### Фрагмент документа
Открылась выставка в Париже

Андре Дерен — большой мастер, несмотря ни на что

       В парижском городском Музее современного искусства в здании Дворца Токио открылась выставка Андре Дерена. Представлено 350 произведений — 170 картин, а также скульптура, керамика, графика и работы для театра. Показаны не только ранние работы, которые и обеспечили Дерену славу, но и те его произведения (выполненные после 1914 года), отношение к которым критиков десятилетиями было негативным: выставка представляет собой попытку пересмотреть репутацию Дерена. Рассказывает ЕКАТЕРИНА Ъ-ДЕГОТЬ.
       
       Художники, которых в начале века собирали Щукин и Морозов и которые ныне украшают Пушкинский музей и Эрмитаж, кажутся нашему зрителю безусловными величинами. На самом деле лучшее, что во Франции говорилось о Дерене за последние лет шестьдесят, можно выразить в следующей фразе: "А все-таки это крупный художник".
       Начинал Дерен как мастер весьма оригинальный, правда, эту оригинальность он делил с другими. Написанный им в 1903 году "Бал в Сюрен" предвещает рождающийся в мастерских Дерена, Вламинка и Матисса фовизм — абсолютно плоская белая перчатка офицера на зеленом платье неуклюжей провинциалки. Лучшие вещи Дерена, пейзажи Коллиура 1905 года, ярки и одновременно прозрачны — между редкими мазками сияет белый незакрашенный грунт. Еще более интенсивны и требовательны к взгляду лондонские пейзажи зимы 1905-1906 с их тяжелым, почти невыносимым сочетанием густых синего, розового и зеленого.
       При этом композиция, точка зрения у Дерена традиционны, порой отличаются даже некоторой осторожностью; главная сфера его открытий — цвет. Правда, фовистские картины поражают сегодня не столько яркостью своих красок, сколько вообще значением, которое придается в них цвету. Сегодняшняя культура даже в одежде отдает предпочтение черному или грязно-серому, искусство же оперирует цветом только как знаком, и поэтому оно принципиально черно-бело, как вся сфера информации. Зато важны лучи света (например, телевидение). Произошла эта "утрата цвета", однако, не сегодня, и кое о чем свидетельствуют и яркие пейзажи Дерена. Для него в эти годы тень пронизана не только цветом, но и светом, фактически она и есть источник "светлоты" — а солнце настолько слепяще ярко, что уничтожает и цвет, и свет. "Черное солнце" русского супрематизма восходит в фовистских пейзажах Дерена.
       Однако он вскоре забывает и о цвете и о свете, делая ставку на форму. Его "фирменным стилем" становятся кубистически стилизованные деревья и кувшины, в пейзаже он отдает предпочтение горам, а его многочисленные "Купальщицы", тяжелые, как омытые водой камни, как будто с трудом выкарабкиваются из плотной зеленой массы воды. За "готическим", или "византийским" периодом (1911-14), названным так по выспренной жесткости избранных Дереном форм, следует неоклассика 20-х, 30-х, 40-х — портреты дам в огромных шляпах, обнаженные с яблоками в руках, нимфы и вакханки, огромный "Золотой век".

### Письменное задание
Перепишите часть статьи о выставке Андре Дерена от слов «Открылась выставка в» до слов «Рассказывает ЕКАТЕРИНА Ъ-ДЕГОТЬ.» включительно и замените в ней «керамика» на «фарфор».

### Записи
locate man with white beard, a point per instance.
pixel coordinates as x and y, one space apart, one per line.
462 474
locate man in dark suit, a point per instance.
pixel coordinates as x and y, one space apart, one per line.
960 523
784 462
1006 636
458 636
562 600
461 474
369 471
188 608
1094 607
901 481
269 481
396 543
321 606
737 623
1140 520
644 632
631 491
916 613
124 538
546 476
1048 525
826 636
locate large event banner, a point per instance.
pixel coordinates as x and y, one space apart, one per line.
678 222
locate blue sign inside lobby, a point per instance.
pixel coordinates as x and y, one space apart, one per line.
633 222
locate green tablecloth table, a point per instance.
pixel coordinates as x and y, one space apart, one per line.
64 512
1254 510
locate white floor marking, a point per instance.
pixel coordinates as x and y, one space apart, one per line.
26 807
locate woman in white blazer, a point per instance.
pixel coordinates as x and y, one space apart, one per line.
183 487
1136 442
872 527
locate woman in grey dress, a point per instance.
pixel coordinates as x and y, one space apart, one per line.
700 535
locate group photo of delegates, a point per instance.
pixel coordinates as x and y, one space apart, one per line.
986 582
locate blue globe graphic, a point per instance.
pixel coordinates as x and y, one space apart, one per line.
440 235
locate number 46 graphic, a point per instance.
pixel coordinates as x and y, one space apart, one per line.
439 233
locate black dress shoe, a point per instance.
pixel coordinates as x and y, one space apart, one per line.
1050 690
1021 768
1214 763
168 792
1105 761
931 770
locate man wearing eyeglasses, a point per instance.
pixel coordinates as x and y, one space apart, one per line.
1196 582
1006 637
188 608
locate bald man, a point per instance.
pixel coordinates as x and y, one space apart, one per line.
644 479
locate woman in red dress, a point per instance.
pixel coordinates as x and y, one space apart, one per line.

### Решение задания
Открылась выставка в Париже

Андре Дерен — большой мастер, несмотря ни на что

       В парижском городском Музее современного искусства в здании Дворца Токио открылась выставка Андре Дерена. Представлено 350 произведений — 170 картин, а также скульптура, фарфор, графика и работы для театра. Показаны не только ранние работы, которые и обеспечили Дерену славу, но и те его произведения (выполненные после 1914 года), отношение к которым критиков десятилетиями было негативным: выставка представляет собой попытку пересмотреть репутацию Дерена. Рассказывает ЕКАТЕРИНА Ъ-ДЕГОТЬ.